== Segment start ==

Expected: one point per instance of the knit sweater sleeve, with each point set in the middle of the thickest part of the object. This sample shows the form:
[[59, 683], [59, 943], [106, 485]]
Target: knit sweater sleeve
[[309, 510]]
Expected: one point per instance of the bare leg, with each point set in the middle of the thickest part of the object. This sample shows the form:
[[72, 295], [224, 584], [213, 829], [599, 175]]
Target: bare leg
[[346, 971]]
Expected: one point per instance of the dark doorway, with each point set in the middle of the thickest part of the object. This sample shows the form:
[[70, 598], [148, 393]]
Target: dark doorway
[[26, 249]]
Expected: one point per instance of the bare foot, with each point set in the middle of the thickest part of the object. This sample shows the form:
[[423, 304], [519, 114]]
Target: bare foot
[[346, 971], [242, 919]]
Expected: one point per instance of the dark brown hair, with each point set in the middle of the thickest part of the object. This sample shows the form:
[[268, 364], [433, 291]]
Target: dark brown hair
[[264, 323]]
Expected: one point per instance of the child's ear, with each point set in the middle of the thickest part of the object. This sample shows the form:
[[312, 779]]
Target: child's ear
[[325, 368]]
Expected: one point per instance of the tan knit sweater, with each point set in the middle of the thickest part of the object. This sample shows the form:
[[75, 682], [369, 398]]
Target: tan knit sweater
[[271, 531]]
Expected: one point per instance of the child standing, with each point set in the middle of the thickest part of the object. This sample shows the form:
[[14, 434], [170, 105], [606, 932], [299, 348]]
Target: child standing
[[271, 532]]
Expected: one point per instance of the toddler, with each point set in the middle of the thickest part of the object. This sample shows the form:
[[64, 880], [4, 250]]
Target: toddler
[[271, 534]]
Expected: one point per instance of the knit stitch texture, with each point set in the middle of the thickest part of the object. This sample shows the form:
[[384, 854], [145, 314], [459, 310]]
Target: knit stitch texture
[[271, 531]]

== Segment end ==
== Segment start ==

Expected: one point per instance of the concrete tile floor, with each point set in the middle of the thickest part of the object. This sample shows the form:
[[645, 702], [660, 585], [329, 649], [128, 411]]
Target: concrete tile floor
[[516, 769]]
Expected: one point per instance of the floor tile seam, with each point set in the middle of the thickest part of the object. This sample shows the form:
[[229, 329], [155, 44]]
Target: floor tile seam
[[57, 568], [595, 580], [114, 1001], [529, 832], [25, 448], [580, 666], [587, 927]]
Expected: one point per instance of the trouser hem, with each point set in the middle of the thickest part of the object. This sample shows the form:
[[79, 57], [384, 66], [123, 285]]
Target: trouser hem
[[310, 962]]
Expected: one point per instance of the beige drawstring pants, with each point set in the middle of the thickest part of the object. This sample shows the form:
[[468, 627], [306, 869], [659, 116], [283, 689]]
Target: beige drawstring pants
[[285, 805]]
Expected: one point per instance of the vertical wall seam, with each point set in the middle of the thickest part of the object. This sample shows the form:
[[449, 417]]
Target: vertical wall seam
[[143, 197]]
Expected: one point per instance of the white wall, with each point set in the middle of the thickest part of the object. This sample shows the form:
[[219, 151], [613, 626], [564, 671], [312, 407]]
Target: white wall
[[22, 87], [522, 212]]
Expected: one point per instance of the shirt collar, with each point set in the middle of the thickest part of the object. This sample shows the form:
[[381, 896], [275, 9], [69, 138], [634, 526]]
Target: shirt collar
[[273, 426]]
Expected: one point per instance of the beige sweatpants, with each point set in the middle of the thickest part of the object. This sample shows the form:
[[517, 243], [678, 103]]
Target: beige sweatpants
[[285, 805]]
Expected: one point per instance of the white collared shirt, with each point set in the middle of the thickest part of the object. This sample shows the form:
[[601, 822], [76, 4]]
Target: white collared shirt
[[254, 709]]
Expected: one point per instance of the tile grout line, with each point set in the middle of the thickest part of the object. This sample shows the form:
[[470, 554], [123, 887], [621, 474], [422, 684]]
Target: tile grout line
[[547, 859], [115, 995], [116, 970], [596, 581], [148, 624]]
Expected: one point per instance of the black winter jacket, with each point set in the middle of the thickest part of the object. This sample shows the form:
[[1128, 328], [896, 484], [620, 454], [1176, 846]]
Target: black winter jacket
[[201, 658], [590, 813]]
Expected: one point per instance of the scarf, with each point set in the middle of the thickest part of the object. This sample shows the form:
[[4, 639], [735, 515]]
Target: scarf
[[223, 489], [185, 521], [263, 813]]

== Segment end ==

How to complete this task -
Would you quote everything above from the line containing "Expected: one point per instance of the dark brown" down to the line containing "Expected: one point per instance of the child's"? Include both of those lines and nothing else.

Result of the exercise -
Expected: one point per instance of the dark brown hair, with each point set in the middle of the thickest part of the object. This sample shows the form:
[[268, 364], [433, 291]]
Target: dark brown hair
[[264, 323]]
Expected: one point per instance of the child's ear, with each point set in the middle of the thickest part of the object. This sample shows the form:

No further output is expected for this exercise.